┏━━

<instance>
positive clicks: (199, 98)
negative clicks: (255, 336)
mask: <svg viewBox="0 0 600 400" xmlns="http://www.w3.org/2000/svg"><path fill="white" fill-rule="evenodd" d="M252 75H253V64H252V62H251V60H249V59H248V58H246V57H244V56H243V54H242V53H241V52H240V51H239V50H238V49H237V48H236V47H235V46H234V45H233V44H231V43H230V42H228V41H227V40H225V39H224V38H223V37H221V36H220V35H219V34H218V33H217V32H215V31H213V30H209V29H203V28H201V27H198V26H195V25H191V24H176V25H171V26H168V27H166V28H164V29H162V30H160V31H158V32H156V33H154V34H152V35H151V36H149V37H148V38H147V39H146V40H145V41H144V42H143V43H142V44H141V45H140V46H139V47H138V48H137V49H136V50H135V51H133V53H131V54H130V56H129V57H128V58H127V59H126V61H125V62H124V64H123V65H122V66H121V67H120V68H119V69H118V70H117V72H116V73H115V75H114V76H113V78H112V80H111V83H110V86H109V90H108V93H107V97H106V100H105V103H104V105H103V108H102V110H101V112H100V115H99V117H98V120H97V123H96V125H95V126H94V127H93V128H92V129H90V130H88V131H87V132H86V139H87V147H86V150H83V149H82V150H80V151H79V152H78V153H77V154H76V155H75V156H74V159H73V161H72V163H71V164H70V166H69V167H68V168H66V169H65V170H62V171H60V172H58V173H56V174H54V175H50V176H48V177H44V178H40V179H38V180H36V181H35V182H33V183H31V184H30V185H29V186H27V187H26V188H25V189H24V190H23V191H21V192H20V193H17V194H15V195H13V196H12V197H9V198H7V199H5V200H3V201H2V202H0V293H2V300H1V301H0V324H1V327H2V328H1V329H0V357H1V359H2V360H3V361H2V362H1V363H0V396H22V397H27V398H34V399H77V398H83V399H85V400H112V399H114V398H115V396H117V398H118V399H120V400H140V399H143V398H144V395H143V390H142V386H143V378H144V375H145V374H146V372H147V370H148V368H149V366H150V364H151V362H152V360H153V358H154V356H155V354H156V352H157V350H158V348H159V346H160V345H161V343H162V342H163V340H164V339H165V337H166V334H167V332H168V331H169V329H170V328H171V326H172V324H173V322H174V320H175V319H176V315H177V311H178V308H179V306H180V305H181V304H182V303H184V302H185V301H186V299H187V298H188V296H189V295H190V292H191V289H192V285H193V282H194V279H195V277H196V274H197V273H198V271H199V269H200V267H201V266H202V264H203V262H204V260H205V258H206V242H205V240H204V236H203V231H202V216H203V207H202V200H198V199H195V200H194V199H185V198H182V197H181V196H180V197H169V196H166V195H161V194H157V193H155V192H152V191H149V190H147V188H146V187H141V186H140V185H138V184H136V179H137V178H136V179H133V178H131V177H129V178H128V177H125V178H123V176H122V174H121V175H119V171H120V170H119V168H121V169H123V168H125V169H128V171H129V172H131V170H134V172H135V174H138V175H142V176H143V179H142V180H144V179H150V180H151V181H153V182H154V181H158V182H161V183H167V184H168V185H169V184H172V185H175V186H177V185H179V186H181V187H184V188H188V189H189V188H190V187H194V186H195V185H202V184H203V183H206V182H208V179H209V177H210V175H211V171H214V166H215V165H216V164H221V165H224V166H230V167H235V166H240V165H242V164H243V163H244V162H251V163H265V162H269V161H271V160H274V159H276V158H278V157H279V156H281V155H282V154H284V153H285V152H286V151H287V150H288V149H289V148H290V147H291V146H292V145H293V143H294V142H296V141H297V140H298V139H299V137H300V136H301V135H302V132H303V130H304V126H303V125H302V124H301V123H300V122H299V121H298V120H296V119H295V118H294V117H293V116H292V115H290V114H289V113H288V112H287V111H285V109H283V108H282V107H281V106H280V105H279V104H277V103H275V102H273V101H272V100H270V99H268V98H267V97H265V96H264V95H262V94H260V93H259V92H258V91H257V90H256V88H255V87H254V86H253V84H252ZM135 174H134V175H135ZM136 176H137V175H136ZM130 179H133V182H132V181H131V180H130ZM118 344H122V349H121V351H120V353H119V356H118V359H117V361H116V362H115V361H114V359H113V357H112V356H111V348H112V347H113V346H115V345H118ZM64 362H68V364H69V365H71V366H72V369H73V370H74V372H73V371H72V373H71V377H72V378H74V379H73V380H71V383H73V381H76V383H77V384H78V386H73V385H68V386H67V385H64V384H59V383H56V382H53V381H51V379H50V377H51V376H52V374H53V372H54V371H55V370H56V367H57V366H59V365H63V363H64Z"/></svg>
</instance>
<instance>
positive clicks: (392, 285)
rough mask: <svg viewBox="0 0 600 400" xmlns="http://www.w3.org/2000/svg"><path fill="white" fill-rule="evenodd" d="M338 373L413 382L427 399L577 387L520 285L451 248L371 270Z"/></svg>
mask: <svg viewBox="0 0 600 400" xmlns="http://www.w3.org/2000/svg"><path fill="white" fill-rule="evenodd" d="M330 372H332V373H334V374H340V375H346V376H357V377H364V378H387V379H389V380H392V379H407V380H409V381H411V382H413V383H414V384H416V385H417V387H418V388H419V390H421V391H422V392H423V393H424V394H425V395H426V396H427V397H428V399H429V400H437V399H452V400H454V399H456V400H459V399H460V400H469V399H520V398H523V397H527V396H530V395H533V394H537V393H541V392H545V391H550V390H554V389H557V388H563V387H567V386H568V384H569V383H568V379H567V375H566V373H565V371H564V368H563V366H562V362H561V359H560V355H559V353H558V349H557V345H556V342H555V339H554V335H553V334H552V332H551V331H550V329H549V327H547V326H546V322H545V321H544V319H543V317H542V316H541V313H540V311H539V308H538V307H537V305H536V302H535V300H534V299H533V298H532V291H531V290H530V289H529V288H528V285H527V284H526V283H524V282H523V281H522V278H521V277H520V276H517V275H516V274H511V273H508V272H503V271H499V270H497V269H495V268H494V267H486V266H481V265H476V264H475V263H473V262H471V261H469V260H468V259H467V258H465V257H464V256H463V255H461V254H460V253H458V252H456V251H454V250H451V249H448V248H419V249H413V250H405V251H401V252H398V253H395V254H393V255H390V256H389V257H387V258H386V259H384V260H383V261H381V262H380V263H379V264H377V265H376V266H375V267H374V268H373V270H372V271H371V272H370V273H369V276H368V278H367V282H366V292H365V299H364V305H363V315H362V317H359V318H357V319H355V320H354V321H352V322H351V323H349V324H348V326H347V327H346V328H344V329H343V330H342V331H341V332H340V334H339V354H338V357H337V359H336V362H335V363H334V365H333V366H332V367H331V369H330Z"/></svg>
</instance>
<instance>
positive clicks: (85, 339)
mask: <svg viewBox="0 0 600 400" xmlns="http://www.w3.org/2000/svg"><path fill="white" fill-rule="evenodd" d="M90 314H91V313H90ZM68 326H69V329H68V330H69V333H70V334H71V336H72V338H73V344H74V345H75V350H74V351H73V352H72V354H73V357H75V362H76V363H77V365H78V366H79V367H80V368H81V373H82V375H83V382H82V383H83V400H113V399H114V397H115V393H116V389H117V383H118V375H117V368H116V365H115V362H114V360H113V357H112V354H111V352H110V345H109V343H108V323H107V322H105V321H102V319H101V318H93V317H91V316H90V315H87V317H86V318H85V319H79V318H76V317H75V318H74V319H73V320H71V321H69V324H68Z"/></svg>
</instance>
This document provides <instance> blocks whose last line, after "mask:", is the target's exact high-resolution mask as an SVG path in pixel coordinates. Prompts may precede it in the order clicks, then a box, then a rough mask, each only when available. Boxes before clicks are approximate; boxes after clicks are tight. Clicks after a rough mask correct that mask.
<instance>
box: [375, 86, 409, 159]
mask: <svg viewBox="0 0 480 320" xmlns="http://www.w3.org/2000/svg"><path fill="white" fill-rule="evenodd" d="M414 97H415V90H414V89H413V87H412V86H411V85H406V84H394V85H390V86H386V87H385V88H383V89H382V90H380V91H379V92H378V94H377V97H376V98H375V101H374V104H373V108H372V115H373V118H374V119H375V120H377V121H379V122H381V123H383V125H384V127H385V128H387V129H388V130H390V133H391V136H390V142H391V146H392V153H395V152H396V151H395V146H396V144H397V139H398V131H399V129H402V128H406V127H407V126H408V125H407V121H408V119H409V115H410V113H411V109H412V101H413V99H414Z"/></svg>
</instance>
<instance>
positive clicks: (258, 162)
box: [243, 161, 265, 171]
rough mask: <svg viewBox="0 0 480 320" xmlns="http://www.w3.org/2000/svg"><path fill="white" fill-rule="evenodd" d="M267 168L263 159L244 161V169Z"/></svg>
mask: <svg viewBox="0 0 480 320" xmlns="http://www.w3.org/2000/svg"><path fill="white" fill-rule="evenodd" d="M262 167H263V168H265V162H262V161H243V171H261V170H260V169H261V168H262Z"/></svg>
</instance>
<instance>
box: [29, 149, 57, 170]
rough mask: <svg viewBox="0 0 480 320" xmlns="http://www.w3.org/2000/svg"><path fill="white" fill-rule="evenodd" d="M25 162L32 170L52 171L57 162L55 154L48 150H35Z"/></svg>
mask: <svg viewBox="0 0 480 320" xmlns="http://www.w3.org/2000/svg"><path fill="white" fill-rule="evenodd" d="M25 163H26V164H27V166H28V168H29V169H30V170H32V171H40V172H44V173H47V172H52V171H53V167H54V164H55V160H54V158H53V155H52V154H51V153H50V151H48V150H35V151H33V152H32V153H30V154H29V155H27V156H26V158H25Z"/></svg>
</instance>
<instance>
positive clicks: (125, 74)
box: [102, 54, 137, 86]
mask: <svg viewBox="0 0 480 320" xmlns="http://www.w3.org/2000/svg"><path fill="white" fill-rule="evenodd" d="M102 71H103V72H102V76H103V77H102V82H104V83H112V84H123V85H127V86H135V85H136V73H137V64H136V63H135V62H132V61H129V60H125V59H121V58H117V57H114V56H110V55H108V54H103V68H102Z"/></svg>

┗━━

● **Problem to work on**: Lay out everything in the listing from its first line down to the line containing "negative clicks: (255, 336)", both included, as a Markdown table with the columns Row and Text. Number each line and omit any blank lines.

● **Result of the exercise**:
| Row | Text |
|---|---|
| 1 | <instance> |
| 2 | positive clicks: (199, 98) |
| 3 | negative clicks: (255, 336) |